(SHORT EXERCISE): Continue the forum thread about plotting a linear SVC's decision boundary in matplotlib, picking up right after its last sentence.

(SOURCE PASSAGE):
-- Start --
C-Support Vector Classification Comprehension - matplotlib

I have a question regarding a code snipped which I have found i a book.
The author creates two categories of sample points. Next the author learns a model and plots the SVC model onto the "blobs".
This is the code snipped:
# create 50 separable points
X, y = make_blobs(n_samples=50, centers=2,
random_state=0, cluster_std=0.60)
# fit the support vector classifier model
clf = SVC(kernel='linear')
clf.fit(X, y)
# plot the data
fig, ax = plt.subplots(figsize=(8, 6))
point_style = dict(cmap='Paired', s=50)
ax.scatter(X[:, 0], X[:, 1], c=y, **point_style)
# format plot
format_plot(ax, 'Input Data')
ax.axis([-1, 4, -2, 7])
# Get contours describing the model
xx = np.linspace(-1, 4, 10)
yy = np.linspace(-2, 7, 10)
xy1, xy2 = np.meshgrid(xx, yy)
Z = np.array([clf.decision_function([t])
for t in zip(xy1.flat, xy2.flat)]).reshape(xy1.shape)
line_style = dict(levels = [-1.0, 0.0, 1.0],
linestyles = ['dashed', 'solid', 'dashed'],
colors = 'gray', linewidths=1)
ax.contour(xy1, xy2, Z, **line_style)
The result is the following:
My question is now, why do we create "xx" and "yy" as well as "xy1" and "xy2"? Because actually we want to show the SVC "function" for the X and y data and if we pass xy1 and xy2 as well as Z (which is also created with xy1 and xy2) to the meshgrid function to plot the meshgrid, there is no connection to the data with which the SVC model was learned...isn't it?
Can anybody explain this to me please or give a recommendation how to solve this more easily?
Thanks for your answers

I'll start with short broad answers. ax.contour() is just one way to plot the separating hyperplane and its "parallel" planes. You can certainly plot it by calculating the plane, like this example.
To answer your last question, in my opinion it's already a relatively simple (in math and logic) and easy (in coding) way to plot your model. And it is especially useful when your separating hyperplane is not mathematically easy to describe (such as polynomial and RBF kernel for non-linear separation), like this example.
-- End --
(RECORDED DATA):
-- Start --
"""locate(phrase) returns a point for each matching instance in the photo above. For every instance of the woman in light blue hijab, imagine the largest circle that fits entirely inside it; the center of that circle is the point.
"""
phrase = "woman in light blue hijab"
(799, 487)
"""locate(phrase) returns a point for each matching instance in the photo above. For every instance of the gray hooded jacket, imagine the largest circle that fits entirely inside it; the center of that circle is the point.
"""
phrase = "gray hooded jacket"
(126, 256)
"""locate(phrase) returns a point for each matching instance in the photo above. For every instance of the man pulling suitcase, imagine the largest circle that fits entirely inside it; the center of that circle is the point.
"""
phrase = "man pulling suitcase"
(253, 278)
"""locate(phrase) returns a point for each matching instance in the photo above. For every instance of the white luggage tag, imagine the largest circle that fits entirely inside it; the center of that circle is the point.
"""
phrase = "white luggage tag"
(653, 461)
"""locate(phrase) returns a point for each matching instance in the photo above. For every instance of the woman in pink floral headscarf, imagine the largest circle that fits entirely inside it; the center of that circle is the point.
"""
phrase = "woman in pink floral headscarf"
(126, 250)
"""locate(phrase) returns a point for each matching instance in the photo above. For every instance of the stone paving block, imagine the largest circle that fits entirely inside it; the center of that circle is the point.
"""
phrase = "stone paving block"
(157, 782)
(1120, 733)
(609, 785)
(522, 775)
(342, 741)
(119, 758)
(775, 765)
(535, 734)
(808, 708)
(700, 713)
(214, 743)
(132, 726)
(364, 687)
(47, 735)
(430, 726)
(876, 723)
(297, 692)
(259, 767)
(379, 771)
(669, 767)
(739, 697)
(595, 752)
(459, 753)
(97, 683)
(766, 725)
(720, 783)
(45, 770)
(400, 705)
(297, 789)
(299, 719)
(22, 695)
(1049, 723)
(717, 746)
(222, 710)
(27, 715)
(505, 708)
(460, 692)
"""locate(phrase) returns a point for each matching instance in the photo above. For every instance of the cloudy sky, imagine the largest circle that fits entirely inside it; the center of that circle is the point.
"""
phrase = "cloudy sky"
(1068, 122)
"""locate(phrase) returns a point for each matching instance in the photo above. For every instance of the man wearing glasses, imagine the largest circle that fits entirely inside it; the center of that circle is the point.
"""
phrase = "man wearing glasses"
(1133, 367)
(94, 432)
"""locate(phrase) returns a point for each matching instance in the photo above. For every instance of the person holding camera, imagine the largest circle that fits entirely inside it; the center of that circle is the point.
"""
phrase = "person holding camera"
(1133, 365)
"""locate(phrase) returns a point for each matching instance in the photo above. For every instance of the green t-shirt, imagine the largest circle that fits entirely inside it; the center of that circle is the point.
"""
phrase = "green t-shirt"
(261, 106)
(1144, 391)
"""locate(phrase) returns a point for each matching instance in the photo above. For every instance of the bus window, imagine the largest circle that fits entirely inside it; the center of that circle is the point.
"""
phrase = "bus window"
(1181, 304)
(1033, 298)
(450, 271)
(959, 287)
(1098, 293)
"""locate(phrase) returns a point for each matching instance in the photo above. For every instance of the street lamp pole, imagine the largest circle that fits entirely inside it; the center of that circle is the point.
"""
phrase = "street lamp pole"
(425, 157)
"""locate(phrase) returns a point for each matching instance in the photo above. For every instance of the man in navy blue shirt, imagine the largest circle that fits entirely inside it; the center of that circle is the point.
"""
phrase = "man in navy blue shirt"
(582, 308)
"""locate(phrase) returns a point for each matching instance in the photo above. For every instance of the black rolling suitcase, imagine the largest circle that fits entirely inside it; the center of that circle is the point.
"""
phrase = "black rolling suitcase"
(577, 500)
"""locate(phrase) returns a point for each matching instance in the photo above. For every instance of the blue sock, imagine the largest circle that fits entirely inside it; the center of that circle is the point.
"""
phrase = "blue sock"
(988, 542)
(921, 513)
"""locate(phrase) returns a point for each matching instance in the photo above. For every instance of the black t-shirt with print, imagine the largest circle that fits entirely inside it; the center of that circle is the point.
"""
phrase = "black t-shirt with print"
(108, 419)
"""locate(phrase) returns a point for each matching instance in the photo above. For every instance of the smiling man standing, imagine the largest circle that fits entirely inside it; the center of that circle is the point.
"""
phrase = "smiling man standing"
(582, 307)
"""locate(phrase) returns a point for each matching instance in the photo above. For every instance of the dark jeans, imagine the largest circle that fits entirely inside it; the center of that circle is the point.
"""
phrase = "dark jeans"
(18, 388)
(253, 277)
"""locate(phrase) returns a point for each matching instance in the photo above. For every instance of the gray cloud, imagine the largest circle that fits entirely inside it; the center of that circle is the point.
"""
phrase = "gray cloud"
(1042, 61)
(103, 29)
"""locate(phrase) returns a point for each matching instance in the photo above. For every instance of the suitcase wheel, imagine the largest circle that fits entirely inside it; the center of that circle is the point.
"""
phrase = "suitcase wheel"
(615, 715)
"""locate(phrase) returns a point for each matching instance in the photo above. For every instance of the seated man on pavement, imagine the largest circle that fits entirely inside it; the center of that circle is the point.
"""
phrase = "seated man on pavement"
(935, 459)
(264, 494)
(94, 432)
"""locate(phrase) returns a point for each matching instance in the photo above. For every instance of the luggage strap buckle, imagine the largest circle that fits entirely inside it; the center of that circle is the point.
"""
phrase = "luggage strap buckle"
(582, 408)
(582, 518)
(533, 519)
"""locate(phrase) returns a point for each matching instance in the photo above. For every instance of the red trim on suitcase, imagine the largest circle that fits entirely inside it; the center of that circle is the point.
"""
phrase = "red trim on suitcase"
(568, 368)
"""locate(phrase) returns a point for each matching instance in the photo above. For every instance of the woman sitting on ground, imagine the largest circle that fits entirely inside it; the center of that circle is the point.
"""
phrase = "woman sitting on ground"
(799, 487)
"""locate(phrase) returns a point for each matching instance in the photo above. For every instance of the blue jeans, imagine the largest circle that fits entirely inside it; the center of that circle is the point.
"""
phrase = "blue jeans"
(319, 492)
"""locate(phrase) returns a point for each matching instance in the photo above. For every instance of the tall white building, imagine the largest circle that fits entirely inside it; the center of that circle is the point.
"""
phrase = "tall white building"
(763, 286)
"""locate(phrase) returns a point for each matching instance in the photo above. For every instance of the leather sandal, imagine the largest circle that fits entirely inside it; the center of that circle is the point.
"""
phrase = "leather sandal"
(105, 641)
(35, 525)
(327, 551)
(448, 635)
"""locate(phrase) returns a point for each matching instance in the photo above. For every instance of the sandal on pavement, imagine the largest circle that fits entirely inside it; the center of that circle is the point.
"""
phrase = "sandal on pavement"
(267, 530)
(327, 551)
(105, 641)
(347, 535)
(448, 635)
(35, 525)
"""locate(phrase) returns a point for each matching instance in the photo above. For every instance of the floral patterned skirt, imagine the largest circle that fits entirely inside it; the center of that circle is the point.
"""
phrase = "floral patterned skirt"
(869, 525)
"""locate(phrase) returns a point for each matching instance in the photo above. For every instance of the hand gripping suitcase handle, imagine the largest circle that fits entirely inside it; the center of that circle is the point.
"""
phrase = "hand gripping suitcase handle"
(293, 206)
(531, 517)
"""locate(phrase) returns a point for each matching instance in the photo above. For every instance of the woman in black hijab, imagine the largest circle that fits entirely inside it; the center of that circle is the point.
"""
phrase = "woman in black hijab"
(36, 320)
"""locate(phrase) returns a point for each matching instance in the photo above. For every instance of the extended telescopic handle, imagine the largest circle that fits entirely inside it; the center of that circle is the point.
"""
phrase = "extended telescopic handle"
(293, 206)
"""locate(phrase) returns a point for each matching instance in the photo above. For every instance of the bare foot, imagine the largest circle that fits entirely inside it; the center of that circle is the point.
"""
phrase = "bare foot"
-- End --
(OUTPUT):
To address your second question and comments, and to answer your first question, yes you're right, xx, yy, xy1, xy2 and Z all have very limited connect to your (simulated blobs of) data. They are used for drawing the hyperplanes to describe your model.
That should answer your questions. But please allow me to give some more details here in case others are not familiar with the topic as you do. The only connection between your data and xx, yy, xy1, xy2, Z is:
xx, yy, xy1 and xy2 sample an area surrounding the simulated data. Specifically, the simulated data centered around 2. xx sets a limit between (-1, 4) and yy sets a limit between (-2, 7). One can check the "meshgrid" by ax.scatter(xy1, xy2).
Z is a calculation for all sample points in the "meshgrid". It calculates the normalized distance from a sample point to the separating hyperplane. Z is the levels on the contour plot.
ax.contour then uses the "meshgrid" and Z to plot contour lines. Here are some key points:
xy1 and xy2 are both 2-D specifying the (x, y) coordinates of the surface. They list sample points in the area row by row.
Z is a 2-D array with the same shape as xy1 and xy2. It defines the level at each point so that the program can "understand" the shape of the 3-dimensional surface.
levels = [-1.0, 0.0, 1.0] indicates that there are 3 curves (lines in this case) at corresponding levels to draw. In related to SVC, level 0 is the separating hyperplane; level -1 and 1 are very close (differ by a ζi) to the maximum margin separating hyperplane.
linestyles = ['dashed', 'solid', 'dashed'] indicates that the separating hyperplan is drawn as a solid line and the two planes on both sides are drawn as a dashed line.
Edit (in response to the comment):
Mathematically, the decision function should be a sign function which tell us a point is level 0 or 1, as you said. However, when you check values in Z, you will find they are continuous data. The decision_function(X) works in a way that the sign of the value indicates the classification, while the absolute value is the "Distance of the samples X to the separating hyperplane" which reflects (kind of) the confidence/significance of the predicted classification. This is critical to the plot of model. If Z is categorical, you would have contour lines which makes an area like a mesh rather than a single contour line. It will be like the colormesh in the example; but you won't see that with ax.contour() since it's not a correct behavior for a contour plot.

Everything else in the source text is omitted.